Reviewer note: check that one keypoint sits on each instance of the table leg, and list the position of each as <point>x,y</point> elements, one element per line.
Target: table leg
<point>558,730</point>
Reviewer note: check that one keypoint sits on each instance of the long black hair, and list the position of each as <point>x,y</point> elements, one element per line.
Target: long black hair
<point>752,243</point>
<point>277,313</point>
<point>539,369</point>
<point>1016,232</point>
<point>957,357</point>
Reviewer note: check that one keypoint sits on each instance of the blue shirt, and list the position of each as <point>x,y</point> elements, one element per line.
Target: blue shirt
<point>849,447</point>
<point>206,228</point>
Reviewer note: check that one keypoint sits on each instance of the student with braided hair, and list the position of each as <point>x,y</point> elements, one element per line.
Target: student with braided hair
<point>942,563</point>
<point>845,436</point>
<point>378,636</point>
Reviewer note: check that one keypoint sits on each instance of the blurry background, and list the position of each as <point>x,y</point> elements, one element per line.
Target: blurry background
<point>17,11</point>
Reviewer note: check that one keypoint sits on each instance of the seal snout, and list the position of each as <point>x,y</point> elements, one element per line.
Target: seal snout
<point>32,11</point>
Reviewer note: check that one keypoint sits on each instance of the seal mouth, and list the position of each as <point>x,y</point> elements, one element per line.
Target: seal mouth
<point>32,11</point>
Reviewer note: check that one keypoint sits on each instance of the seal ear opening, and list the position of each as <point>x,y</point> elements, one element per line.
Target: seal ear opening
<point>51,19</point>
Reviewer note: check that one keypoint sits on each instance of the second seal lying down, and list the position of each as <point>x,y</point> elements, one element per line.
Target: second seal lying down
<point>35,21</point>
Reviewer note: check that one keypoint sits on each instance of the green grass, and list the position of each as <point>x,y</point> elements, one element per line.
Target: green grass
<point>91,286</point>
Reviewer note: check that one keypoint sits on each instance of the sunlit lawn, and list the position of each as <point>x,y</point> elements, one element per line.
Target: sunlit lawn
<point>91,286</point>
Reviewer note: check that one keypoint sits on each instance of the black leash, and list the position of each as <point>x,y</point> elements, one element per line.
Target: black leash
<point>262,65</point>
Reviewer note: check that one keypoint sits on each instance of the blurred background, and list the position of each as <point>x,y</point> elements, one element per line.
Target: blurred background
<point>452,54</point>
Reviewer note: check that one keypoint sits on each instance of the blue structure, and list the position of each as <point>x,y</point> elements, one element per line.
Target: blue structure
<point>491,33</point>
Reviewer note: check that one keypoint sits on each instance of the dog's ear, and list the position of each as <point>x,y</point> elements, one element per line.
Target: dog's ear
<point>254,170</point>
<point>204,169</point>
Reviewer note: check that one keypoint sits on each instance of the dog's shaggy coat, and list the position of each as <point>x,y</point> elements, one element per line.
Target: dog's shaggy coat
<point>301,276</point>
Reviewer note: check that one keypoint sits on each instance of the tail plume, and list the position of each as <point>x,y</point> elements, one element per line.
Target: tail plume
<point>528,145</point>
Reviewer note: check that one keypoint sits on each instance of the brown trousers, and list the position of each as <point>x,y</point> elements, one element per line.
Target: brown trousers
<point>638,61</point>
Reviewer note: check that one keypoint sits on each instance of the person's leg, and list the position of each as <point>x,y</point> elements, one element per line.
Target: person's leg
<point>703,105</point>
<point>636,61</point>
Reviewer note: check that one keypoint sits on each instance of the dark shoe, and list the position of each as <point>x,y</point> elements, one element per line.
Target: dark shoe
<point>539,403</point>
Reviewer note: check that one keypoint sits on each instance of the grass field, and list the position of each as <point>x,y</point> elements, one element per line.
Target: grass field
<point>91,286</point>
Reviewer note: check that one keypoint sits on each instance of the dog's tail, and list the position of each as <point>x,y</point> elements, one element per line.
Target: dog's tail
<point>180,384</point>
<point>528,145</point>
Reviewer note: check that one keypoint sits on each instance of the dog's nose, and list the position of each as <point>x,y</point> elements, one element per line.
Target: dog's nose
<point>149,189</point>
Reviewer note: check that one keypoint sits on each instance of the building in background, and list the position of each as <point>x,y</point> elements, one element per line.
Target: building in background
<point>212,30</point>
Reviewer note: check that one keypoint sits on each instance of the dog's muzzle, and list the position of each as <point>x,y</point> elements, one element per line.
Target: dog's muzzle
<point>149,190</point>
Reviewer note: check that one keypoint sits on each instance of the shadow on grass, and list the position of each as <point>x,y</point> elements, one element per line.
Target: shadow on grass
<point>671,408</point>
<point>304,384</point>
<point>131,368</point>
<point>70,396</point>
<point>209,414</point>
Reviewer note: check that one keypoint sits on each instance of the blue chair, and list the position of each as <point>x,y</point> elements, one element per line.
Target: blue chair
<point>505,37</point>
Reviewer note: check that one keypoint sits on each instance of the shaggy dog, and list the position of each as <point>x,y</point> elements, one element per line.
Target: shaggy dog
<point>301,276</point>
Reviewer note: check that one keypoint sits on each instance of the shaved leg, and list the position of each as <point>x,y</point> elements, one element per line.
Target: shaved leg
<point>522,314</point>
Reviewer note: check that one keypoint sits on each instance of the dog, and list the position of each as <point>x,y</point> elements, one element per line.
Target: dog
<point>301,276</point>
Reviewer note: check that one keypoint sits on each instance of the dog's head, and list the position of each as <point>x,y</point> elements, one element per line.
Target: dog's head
++++
Give back each line above precisely as it stands.

== Answer below ==
Reviewer note: check that one keypoint sits on each instance of the table leg, and list the position of each as <point>x,y</point> elements, one element per line.
Target: table leg
<point>558,730</point>
Reviewer note: check that one keypoint sits on each instance of the long black hair, and list the position of each as <point>x,y</point> elements, one element per line.
Target: long black hair
<point>752,243</point>
<point>277,313</point>
<point>539,369</point>
<point>1016,232</point>
<point>957,357</point>
Reviewer note: check that one keypoint sits on each instance of the blue shirt, and list the position of each as <point>x,y</point> elements, one element per line.
Target: blue shirt
<point>849,447</point>
<point>206,228</point>
Reviewer note: check that one keypoint sits on each instance of the student with braided hair, and list the position of each as <point>x,y</point> elements, one element per line.
Target: student with braided hair
<point>942,563</point>
<point>845,436</point>
<point>378,636</point>
Reviewer note: check that one keypoint sits on each instance of the blurry background, and list the position of each as <point>x,y</point> elements, one element per line.
Target: blurry background
<point>17,11</point>
Reviewer note: check that one keypoint sits on each instance of the seal snout, and list the position of each as <point>x,y</point> elements, one element per line.
Target: seal snout
<point>32,11</point>
Reviewer note: check that one keypoint sits on each instance of the seal mouth, and list the position of each as <point>x,y</point> elements, one element per line.
Target: seal mouth
<point>32,11</point>
Reviewer note: check that one keypoint sits on each instance of the seal ear opening, and list the position of each as <point>x,y</point> elements, one element per line.
Target: seal ear opening
<point>51,19</point>
Reviewer note: check that one keypoint sits on each instance of the second seal lying down, and list the position of each as <point>x,y</point> elements, one element per line.
Target: second seal lying down
<point>35,21</point>
Reviewer note: check that one keypoint sits on each instance of the green grass, and list the position of each as <point>x,y</point> elements, one element per line.
Target: green grass
<point>91,286</point>
Reviewer note: check that one keypoint sits on each instance of the sunlit lawn, and list the position of each as <point>x,y</point> elements, one element per line.
Target: sunlit lawn
<point>91,286</point>
Reviewer note: check that one keypoint sits on each instance of the black leash, and list the position of each as <point>x,y</point> elements, one element per line.
Target: black leash
<point>262,65</point>
Reviewer note: check that one keypoint sits on each instance of the blurred background, and list the position of each as <point>x,y</point> elements, one element per line.
Target: blurred background
<point>452,54</point>
Reviewer note: check that one keypoint sits on each instance of the blue structure, and list the position of each as <point>x,y</point> elements, one element per line.
Target: blue structure
<point>491,33</point>
Reviewer note: check that one keypoint sits on each instance of the dog's ear, and list the position of each as <point>x,y</point> elements, one element per line.
Target: dog's ear
<point>254,170</point>
<point>204,169</point>
Reviewer note: check that one keypoint sits on each instance of the dog's shaggy coat, and list the position of each as <point>x,y</point> elements, one element per line.
Target: dog's shaggy coat
<point>301,276</point>
Reviewer note: check that one keypoint sits on each instance of the tail plume, and list the position of each as <point>x,y</point> elements, one element per line.
Target: tail plume
<point>528,145</point>
Reviewer note: check that one keypoint sits on each instance of the brown trousers, and list the position of each as <point>x,y</point> elements, one element per line.
Target: brown trousers
<point>638,61</point>
Reviewer note: check that one keypoint sits on each instance of the person's leg, and list the position of each as <point>x,y</point> elements, one element per line.
Target: person's leg
<point>703,105</point>
<point>636,61</point>
Reviewer note: check that one keypoint sits on each instance of the dark shoe, and list the position of each as <point>x,y</point> elements, one element per line.
Target: dark shoe
<point>539,403</point>
Reviewer note: check that one keypoint sits on each instance of the grass field, and list the position of each as <point>x,y</point> elements, one element per line.
Target: grass field
<point>91,286</point>
Reviewer note: check that one keypoint sits on each instance of the dog's tail, and list the position of each as <point>x,y</point> elements, one element per line.
Target: dog's tail
<point>180,384</point>
<point>528,145</point>
Reviewer note: check that one keypoint sits on each instance of the dog's nose, and list the position of each as <point>x,y</point> elements, one element per line.
Target: dog's nose
<point>149,189</point>
Reviewer note: check that one keypoint sits on each instance of the building in background, and list the position of each as <point>x,y</point> elements, one element per line.
Target: building in background
<point>212,30</point>
Reviewer note: check that one keypoint sits on each instance of the dog's muzzle, and list the position of each as <point>x,y</point> elements, one element per line.
Target: dog's muzzle
<point>149,190</point>
Reviewer note: check that one keypoint sits on each instance of the shadow on grass, and list the position of each as <point>x,y</point> elements, one element per line.
Target: shadow on grass
<point>671,408</point>
<point>304,384</point>
<point>131,368</point>
<point>70,396</point>
<point>209,414</point>
Reviewer note: check that one keypoint sits on each instance of the blue chair, and list the position of each as <point>x,y</point> elements, one element per line.
Target: blue chair
<point>505,37</point>
Reviewer note: check that one keypoint sits on each instance of the shaggy dog, and list the position of each as <point>x,y</point> elements, one element per line.
Target: shaggy dog
<point>301,276</point>
Reviewer note: check that one keypoint sits on each instance of the shaved leg, and list the position of each as <point>x,y</point> elements, one element per line.
Target: shaved leg
<point>522,314</point>
Reviewer note: check that one keypoint sits on each instance of the dog, and list the position of each as <point>x,y</point> elements, one element per line.
Target: dog
<point>301,276</point>
Reviewer note: check that one keypoint sits on each instance of the dog's head, and list the position of each as <point>x,y</point> elements, one element per line.
Target: dog's head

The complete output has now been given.